(Part of a data file)
--- Begin ---

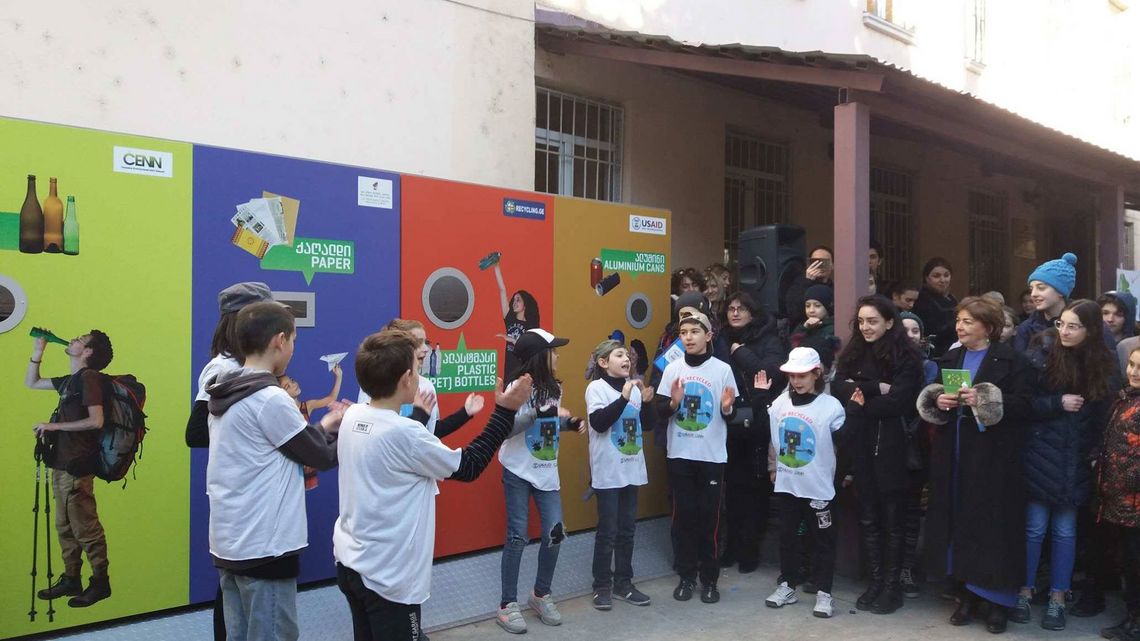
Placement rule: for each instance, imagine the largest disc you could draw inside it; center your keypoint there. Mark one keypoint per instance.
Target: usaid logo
(146, 162)
(646, 225)
(515, 208)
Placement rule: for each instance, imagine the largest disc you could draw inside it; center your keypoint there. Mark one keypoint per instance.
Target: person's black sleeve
(478, 454)
(311, 446)
(603, 419)
(452, 423)
(197, 429)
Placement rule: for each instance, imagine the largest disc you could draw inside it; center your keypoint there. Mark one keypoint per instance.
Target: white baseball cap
(800, 360)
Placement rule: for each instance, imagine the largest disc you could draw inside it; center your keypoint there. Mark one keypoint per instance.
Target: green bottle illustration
(71, 228)
(47, 334)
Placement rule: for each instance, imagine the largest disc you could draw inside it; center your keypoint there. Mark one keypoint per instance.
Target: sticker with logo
(646, 225)
(543, 439)
(797, 443)
(144, 162)
(531, 210)
(626, 435)
(695, 410)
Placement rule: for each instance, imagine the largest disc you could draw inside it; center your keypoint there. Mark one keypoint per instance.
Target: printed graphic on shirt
(797, 443)
(625, 435)
(543, 439)
(695, 410)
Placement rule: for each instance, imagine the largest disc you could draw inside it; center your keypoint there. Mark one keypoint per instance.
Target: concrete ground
(741, 614)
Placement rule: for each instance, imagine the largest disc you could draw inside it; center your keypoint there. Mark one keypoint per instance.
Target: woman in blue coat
(1076, 382)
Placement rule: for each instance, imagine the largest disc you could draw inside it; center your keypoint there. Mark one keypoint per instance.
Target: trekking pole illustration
(493, 260)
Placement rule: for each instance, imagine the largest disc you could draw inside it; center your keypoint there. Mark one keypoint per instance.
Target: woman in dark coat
(1076, 386)
(749, 342)
(882, 363)
(936, 306)
(976, 516)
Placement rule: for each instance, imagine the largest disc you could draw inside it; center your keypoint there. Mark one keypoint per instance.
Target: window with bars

--- End ---

* [Goal of the exercise]
Every line above should be returned exactly; the pictures stay out.

* [Complete response]
Placement rule: for each instance, imagine the largest disc you could draw inside it; center your keypoint there. Mark one keypoint per instance.
Target: usaid logo
(146, 162)
(646, 225)
(515, 208)
Placement rule: for each instance, imagine the largest disc you could draw inside it; center your keypoint there. Mark one keypoint per instance.
Target: person's black sleeve
(478, 454)
(311, 446)
(603, 419)
(452, 423)
(197, 429)
Placement rule: for each instance, imagine the largest disc you could draw inside it; center your keypoint there. Mark one keypoint per instance.
Target: white baseball cap
(800, 360)
Placement rule: for each instance, imagine the largest disc you could draw inside it; center your keypoint there. Mark one keypoint per instance.
Target: green bottle illustration
(71, 228)
(47, 334)
Placement rule: for each instance, imagine the largest disc you could draw inside it; center your keypoint there. Mark one keypoint per instance.
Target: sticker with logo
(646, 225)
(543, 439)
(797, 443)
(144, 162)
(531, 210)
(626, 435)
(695, 410)
Placement rule: for each instance, imagine the largest disc you could draw inside it; center your keypoint there. Mark one keypoint per instance.
Target: printed graphic on shirt
(797, 443)
(625, 435)
(543, 439)
(695, 410)
Placement rule: for each instance, imagine the largest disc you could draw inside it; center your keypoint there. Mark one keypoint per instance.
Target: concrete ground
(741, 614)
Placement rule: for each instance, imagine the largest disc you could draw inside it; center your keypoint there. Mark one keypoint per instance.
Target: woman in blue coat
(1076, 382)
Placement rule: for each instance, imagine the largest disc you could draw inside it; center your keypoint there. Mark one keypoint per instance.
Target: trekking pole illustration
(493, 260)
Placement rule: for each instance, imagine the largest disc you could draw inside it; center your keypoint there. Mark one keypoint per instance.
Target: woman in dark coat
(1076, 386)
(749, 342)
(882, 363)
(936, 306)
(976, 516)
Placement rule: for each instance, imagine the largest disc you could draw inside it; center your keypoint there. Mark one keypoint per instance.
Target: window with bars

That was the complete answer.